** Start of INPUT FOR THIS TASK **

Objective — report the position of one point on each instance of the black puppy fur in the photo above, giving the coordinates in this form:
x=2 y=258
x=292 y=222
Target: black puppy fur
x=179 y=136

** End of INPUT FOR THIS TASK **

== WHAT YOU HAVE TO DO ==
Edit the items above so that every instance of "puppy" becomes "dog", and leave all other text as it is.

== WRITTEN SOLUTION ==
Objective — report the position of one point on each instance of the black dog fur in the photo above, giving the coordinates in this form:
x=2 y=258
x=292 y=222
Target: black dog fur
x=179 y=136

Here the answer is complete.